#### Dataset entries ####
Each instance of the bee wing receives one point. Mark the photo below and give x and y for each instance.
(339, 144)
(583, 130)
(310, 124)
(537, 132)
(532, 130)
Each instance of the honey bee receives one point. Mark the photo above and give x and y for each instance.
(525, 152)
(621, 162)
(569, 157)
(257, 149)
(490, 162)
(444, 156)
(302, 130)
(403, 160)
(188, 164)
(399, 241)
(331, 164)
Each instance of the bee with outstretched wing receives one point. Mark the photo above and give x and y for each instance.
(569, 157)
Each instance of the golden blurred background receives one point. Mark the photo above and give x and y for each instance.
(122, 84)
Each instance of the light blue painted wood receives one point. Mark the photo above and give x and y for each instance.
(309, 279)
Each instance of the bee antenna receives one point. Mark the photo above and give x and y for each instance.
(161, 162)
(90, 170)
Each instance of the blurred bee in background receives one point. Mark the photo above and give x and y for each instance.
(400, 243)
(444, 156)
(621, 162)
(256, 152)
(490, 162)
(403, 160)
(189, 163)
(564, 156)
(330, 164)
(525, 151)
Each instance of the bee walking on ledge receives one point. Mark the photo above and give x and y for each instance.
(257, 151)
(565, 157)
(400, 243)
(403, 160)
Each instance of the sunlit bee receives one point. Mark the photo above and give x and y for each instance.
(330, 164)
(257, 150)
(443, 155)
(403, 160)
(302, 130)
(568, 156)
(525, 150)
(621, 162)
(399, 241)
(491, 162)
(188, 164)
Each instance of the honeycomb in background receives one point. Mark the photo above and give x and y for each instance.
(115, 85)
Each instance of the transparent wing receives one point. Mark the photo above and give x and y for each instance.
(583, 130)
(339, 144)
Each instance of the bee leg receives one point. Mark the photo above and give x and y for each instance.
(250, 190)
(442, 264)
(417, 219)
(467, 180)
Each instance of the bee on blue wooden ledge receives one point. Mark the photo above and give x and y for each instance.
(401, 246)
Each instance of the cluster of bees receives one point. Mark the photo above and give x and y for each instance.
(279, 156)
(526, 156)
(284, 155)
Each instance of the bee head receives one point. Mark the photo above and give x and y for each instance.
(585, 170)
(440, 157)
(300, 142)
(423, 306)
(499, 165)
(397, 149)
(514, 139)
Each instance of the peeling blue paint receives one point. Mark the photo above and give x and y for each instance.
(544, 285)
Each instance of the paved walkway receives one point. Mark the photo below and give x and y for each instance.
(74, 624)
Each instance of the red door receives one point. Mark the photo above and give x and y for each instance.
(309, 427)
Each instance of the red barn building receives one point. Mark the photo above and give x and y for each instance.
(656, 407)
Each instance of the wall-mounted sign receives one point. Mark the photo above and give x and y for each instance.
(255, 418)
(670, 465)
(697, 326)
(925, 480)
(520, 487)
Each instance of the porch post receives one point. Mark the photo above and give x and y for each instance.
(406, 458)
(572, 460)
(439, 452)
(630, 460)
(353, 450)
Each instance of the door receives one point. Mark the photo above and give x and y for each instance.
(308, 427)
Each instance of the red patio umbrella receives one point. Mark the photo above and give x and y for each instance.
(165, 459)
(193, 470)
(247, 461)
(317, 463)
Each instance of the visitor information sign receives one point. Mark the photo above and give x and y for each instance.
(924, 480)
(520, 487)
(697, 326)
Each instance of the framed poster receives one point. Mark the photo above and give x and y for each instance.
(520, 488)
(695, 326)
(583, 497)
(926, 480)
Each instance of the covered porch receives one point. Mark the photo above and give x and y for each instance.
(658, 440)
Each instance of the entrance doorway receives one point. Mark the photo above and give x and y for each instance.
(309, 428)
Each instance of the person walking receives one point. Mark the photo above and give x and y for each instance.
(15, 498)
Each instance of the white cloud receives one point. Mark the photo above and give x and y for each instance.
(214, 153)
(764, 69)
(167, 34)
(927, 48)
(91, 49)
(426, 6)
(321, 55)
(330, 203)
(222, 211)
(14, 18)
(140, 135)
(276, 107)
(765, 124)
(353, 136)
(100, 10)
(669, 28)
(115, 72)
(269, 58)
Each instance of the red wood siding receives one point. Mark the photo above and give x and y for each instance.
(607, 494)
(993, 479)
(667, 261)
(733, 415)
####
## Written instruction
Reproduce every one of the records above word for word, with no changes.

## Result for this task
Each instance of the bee wing receives one point. Mark the photo below and give x and y for each instance.
(339, 144)
(583, 130)
(310, 124)
(537, 132)
(532, 130)
Each instance of the honey bee receives one point. Mark the photo above and give x and y for each instance.
(525, 152)
(621, 162)
(569, 157)
(257, 149)
(490, 162)
(444, 156)
(302, 130)
(403, 160)
(188, 164)
(399, 241)
(331, 164)
Each instance of the bee with outstretched wing receives one point. Mark the photo above and give x and y for each instance.
(569, 157)
Each instance of the golden blurred background receives one point. Mark the photo above and give x and y for each instance.
(122, 84)
Each instance of the light blue painted wood receives one point. Mark the photo above and give x and y for each instance.
(309, 279)
Each instance of the bee antenna receives one point. Mark the photo above and give x and y for each instance.
(161, 162)
(90, 170)
Each instance of the blurred bee in background receives one point. Mark the photo above and give x and y for each instance.
(400, 243)
(444, 156)
(621, 162)
(256, 152)
(490, 162)
(403, 160)
(189, 163)
(564, 156)
(330, 164)
(525, 151)
Each instance of the bee walking on ledge receives one point. Mark the photo above and give x and y for each instance.
(257, 151)
(565, 157)
(400, 243)
(403, 160)
Each instance of the sunlit bee receives one point. Mark the photo above and give x and y for each instance.
(330, 164)
(257, 150)
(443, 155)
(403, 160)
(302, 130)
(568, 156)
(525, 150)
(621, 162)
(399, 241)
(491, 162)
(188, 164)
Each instance of the honeycomb in background receives one point. Mark the photo above and give x and y for each instance.
(115, 85)
Each instance of the transparent wing receives one point. Mark the photo above and give x and y for each instance.
(583, 130)
(339, 144)
Each instance of the bee leg receives one point. Mark the photo above and give x and y for each instance.
(250, 190)
(442, 264)
(417, 219)
(467, 180)
Each instance of the bee on blue wooden ledge receives one point. Mark the photo above and give x and y for each instance.
(401, 246)
Each instance of the cluster of bees receives one point. Mark the photo above and give x and y for each instance.
(279, 156)
(526, 156)
(284, 155)
Each instance of the bee head receives one point. Mark the photo above and give x and y for each instance.
(585, 170)
(440, 157)
(300, 142)
(423, 306)
(499, 165)
(397, 149)
(514, 139)
Each instance of the peeling blue paint receives one point. Mark the photo above and give x and y for each instance.
(544, 285)
Each instance of the paved walkway receives one point. Mark the photo below and give x and y for each instance.
(74, 624)
Each instance of the red door receives one point. Mark the photo above and give x and y for each instance.
(309, 427)
Each instance of the red barn building receives one point. Mark the photo above and give x and y for each instance.
(656, 407)
Each instance of the wall-mounted sign receives one point. Mark the photo above and give x and y for each instance.
(255, 418)
(670, 465)
(697, 326)
(925, 480)
(520, 487)
Each instance of the porch post receives one point. Mark the photo above and give x and y for each instance.
(406, 458)
(572, 460)
(439, 452)
(630, 460)
(353, 450)
Each instance of the door receives one point. Mark the photo above and give x and y for each instance.
(308, 427)
Each instance of the red patio umbrella receives one point. Mark the photo above and give x and y for each instance.
(165, 459)
(193, 470)
(247, 461)
(317, 463)
Each instance of the visitor information sign receives one point. Mark the photo above and give x and y for each instance.
(924, 480)
(520, 487)
(697, 326)
Each instance of the framed poster receives one point. Mark the photo above and give x and y for each instance.
(520, 488)
(695, 326)
(583, 497)
(926, 480)
Each instance of the covered porch receives one point. Mark the photo above and give x and y for each instance.
(658, 440)
Each instance of the entrance doorway receives one point. Mark the photo above and give x and y for each instance.
(309, 428)
Each instance of the person walking receives one point. Mark the photo above and give x and y for each instance.
(15, 498)
Each instance of the white cloud receives one point. Mark the photo above and give x and y for each instance.
(214, 153)
(764, 69)
(167, 34)
(927, 48)
(91, 49)
(426, 6)
(321, 55)
(330, 203)
(222, 211)
(14, 18)
(140, 135)
(276, 107)
(765, 124)
(353, 136)
(100, 10)
(669, 28)
(115, 72)
(269, 58)
Each instance of the red wood siding receives one point. Mark the photo above and give x and y for each instance.
(607, 494)
(993, 479)
(667, 261)
(733, 415)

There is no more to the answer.